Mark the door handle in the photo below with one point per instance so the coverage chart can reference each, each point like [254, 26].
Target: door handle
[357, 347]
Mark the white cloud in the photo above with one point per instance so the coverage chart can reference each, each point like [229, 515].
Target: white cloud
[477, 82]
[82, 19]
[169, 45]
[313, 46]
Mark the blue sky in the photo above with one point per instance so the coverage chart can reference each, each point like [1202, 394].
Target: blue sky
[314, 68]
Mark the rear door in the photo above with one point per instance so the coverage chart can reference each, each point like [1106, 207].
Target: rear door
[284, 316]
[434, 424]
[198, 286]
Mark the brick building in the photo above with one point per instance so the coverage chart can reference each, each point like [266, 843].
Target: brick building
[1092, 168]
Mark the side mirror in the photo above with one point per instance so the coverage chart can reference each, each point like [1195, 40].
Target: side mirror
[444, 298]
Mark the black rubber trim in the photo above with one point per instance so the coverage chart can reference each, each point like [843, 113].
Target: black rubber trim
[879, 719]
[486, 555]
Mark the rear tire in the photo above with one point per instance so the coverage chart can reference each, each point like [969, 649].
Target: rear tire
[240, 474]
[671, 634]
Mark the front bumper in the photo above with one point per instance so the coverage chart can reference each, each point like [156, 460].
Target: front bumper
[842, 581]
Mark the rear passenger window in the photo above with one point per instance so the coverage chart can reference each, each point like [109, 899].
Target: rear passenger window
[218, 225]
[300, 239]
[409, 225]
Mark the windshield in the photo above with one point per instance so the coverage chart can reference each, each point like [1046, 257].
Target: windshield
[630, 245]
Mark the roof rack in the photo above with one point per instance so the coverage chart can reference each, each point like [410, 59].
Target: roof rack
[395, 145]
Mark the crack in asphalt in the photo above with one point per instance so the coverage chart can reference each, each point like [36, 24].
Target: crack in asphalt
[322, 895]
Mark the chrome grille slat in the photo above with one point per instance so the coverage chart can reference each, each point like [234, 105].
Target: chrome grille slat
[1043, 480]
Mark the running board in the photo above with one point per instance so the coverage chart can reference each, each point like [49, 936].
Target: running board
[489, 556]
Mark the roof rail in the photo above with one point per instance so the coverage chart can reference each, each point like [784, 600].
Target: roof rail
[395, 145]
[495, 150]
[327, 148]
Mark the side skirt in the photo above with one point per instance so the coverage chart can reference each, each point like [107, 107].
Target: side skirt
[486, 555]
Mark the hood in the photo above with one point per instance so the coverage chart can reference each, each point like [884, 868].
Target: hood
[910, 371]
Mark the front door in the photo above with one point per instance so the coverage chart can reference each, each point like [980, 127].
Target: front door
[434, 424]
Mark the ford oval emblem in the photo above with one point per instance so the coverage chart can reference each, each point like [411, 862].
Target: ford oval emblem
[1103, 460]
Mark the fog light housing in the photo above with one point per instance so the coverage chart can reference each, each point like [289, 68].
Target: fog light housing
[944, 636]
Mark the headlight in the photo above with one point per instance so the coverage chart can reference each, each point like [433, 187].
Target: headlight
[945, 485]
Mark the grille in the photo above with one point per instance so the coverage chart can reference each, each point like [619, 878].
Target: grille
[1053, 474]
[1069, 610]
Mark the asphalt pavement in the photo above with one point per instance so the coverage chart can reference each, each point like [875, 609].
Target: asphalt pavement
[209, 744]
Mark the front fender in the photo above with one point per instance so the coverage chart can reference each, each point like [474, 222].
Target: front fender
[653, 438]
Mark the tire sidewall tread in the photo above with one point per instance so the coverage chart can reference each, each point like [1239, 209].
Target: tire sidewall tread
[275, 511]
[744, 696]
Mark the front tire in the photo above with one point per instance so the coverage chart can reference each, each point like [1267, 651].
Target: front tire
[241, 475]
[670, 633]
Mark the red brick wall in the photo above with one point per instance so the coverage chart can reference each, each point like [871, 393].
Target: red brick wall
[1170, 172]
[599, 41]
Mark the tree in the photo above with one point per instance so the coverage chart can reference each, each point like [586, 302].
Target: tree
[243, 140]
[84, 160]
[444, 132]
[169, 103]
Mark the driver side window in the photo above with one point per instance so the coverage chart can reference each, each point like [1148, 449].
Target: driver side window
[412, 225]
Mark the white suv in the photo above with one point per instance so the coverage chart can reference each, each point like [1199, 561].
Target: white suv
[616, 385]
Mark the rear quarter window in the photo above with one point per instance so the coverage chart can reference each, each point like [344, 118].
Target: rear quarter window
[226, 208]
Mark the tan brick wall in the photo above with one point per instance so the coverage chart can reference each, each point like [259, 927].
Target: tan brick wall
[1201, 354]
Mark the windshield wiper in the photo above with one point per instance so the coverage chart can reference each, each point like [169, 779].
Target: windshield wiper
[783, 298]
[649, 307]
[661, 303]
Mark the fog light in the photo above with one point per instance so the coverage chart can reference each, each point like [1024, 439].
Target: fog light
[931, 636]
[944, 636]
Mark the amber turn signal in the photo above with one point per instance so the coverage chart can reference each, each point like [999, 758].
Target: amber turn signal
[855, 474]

* * *

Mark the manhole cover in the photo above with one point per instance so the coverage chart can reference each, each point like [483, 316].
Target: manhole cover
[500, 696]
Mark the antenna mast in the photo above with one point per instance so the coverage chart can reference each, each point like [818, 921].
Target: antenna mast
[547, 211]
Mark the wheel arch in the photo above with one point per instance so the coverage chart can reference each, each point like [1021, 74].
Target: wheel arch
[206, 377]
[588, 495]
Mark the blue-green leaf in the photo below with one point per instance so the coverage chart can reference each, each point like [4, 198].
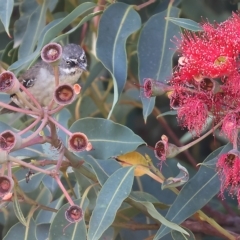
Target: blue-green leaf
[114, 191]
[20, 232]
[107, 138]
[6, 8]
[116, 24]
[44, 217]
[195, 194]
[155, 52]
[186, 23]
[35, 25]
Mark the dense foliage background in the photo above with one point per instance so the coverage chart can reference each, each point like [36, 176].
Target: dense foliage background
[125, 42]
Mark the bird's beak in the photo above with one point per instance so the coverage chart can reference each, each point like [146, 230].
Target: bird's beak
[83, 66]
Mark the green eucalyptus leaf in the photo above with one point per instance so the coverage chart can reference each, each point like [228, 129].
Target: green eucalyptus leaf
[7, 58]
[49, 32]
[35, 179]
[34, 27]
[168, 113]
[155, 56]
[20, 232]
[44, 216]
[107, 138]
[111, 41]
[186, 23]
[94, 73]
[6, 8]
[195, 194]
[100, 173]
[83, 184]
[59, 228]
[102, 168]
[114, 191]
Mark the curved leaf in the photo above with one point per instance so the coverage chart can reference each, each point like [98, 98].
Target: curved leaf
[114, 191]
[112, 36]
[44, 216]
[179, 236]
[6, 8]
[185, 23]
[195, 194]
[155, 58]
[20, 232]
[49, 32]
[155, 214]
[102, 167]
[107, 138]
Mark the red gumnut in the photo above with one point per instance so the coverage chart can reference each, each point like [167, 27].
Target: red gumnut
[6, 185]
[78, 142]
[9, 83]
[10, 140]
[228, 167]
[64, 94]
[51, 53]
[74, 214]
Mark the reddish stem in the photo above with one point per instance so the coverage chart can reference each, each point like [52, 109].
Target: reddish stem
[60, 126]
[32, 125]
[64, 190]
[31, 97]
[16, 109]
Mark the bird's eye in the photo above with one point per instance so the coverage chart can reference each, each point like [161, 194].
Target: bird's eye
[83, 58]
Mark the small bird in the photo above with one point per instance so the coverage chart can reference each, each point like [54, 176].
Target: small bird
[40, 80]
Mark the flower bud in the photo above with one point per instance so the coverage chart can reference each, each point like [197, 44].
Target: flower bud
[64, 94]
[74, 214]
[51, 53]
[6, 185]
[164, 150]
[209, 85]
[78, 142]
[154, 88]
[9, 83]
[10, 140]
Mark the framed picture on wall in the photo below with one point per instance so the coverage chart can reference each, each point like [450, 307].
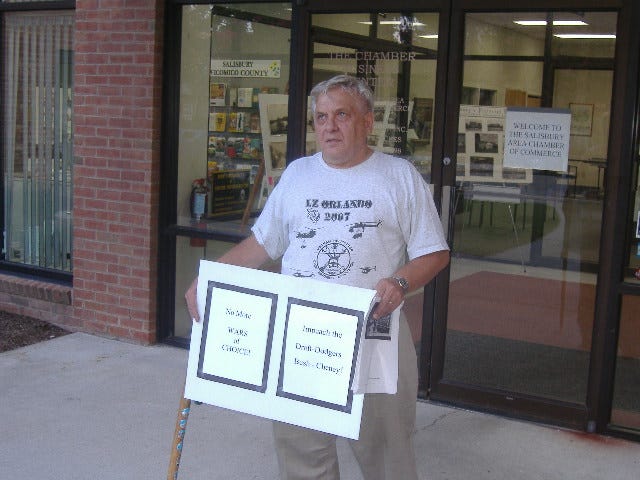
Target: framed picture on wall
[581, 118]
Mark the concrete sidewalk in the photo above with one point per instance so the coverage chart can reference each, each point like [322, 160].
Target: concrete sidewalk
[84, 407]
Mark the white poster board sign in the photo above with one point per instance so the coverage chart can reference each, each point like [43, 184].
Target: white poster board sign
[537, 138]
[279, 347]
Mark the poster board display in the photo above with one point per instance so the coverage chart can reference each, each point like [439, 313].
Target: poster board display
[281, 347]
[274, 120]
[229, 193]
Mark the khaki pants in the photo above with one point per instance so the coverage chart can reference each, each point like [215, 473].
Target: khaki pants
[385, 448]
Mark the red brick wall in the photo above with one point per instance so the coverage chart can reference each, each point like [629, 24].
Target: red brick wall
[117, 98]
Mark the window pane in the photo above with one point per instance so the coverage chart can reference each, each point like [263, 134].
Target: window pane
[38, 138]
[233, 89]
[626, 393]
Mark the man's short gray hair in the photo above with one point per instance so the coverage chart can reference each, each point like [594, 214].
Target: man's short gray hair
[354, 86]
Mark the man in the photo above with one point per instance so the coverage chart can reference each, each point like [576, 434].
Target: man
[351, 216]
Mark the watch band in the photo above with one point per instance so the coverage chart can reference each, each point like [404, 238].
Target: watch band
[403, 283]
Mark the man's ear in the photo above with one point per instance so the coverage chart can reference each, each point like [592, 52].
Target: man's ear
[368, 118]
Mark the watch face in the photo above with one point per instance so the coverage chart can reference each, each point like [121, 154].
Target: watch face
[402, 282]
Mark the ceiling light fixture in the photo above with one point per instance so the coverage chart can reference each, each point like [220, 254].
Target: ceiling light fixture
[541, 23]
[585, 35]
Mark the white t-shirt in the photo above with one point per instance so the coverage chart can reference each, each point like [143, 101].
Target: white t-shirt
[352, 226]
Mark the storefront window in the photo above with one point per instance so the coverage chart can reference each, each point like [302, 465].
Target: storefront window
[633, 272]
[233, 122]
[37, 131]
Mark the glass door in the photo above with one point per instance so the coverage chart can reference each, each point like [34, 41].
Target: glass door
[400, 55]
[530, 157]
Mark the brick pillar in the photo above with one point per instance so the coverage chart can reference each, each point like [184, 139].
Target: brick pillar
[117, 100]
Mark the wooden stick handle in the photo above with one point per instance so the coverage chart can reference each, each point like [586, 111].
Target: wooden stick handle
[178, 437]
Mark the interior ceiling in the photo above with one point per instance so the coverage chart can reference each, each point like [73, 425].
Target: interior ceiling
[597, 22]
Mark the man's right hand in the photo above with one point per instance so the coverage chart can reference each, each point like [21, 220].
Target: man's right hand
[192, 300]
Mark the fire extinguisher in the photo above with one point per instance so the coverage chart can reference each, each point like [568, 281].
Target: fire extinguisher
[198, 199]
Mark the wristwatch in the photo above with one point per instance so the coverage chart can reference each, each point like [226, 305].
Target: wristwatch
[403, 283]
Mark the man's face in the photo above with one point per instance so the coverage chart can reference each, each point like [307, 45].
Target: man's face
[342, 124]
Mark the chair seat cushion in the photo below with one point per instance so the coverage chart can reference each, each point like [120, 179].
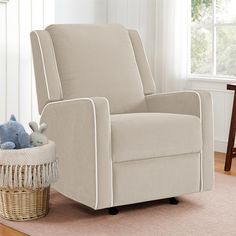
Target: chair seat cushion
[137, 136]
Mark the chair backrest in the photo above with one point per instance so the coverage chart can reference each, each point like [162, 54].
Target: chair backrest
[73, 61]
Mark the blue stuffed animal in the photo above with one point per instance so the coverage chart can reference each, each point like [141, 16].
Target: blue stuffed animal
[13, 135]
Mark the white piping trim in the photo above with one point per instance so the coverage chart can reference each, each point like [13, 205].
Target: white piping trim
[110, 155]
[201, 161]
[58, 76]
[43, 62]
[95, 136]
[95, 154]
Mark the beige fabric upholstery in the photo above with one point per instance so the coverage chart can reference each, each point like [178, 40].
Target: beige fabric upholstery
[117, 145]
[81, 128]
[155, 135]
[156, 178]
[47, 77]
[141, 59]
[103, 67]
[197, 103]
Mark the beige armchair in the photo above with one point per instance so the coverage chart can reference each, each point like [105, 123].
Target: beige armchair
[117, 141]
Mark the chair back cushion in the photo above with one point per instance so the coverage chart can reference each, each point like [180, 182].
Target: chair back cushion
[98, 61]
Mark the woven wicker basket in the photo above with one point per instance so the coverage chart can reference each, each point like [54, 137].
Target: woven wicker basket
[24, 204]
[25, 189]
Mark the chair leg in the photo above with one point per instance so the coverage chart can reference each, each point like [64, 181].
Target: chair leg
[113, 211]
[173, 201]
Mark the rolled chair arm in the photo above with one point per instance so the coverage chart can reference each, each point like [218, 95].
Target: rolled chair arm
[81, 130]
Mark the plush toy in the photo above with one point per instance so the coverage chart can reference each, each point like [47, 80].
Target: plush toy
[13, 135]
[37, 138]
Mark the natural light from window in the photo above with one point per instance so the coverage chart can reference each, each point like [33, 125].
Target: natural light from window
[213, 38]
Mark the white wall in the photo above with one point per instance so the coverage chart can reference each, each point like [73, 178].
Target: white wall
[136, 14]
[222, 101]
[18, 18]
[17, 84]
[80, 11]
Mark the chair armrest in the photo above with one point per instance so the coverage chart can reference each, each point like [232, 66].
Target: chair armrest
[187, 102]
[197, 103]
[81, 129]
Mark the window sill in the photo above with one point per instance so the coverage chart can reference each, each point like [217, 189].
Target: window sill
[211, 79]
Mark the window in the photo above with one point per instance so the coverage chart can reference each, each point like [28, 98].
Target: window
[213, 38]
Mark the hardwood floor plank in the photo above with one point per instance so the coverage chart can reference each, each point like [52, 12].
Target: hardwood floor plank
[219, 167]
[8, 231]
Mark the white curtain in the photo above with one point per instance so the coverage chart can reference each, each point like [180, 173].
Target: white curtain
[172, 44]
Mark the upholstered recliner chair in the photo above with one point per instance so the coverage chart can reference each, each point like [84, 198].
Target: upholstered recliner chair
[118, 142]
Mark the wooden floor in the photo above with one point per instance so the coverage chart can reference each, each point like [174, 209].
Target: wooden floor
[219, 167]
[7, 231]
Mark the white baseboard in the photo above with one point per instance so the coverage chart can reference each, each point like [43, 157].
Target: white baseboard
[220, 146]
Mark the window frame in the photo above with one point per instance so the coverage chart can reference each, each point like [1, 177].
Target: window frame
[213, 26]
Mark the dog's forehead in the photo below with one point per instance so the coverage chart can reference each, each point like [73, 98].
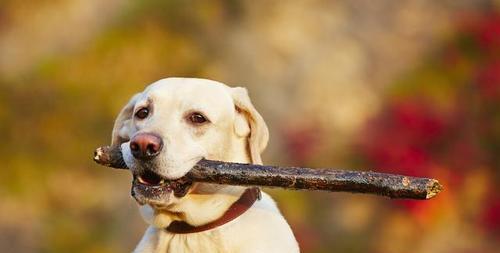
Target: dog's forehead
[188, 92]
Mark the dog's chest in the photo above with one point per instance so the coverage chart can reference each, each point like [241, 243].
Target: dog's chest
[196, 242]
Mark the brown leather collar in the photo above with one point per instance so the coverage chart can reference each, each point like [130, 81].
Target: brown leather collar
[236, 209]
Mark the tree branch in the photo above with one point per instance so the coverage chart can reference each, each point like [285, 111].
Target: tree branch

* [Exercise goal] Could you transcribe the entries above word for word, from the line with "Mark the door" down to the line with "Mark the blue sky", keeping both?

* [Answer box]
Mark the door handle in the photo below with one point per instance so the coverage chart can reference each, each point like [254, 26].
Target: door handle
[357, 347]
Mark the white cloud in the photo above with one point per instance so the coverage chart can reference each, each point like [229, 515].
Target: white cloud
[477, 82]
[82, 19]
[169, 45]
[313, 46]
Mark the blue sky in the photo above with one point per instance so the coverage chart can reference each, each point like [1202, 394].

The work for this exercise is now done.